#### TASK DIRECTIONS
Your reply should reproduce each entry exactly and contain no pictures.

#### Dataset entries
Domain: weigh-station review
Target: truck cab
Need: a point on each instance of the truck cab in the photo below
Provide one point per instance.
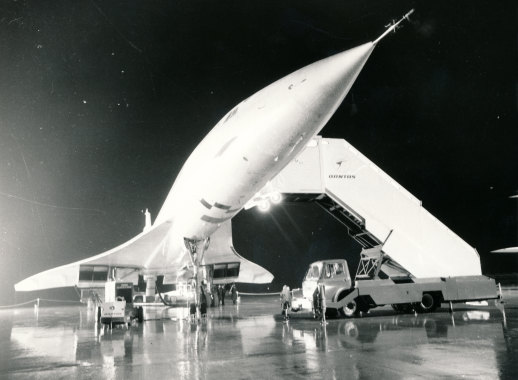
(333, 274)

#### TASK SOLUTION
Domain: weigh-station review
Target: truck cab
Need: a point on each instance of the truck cab in the photo below
Provide one point per instance.
(333, 274)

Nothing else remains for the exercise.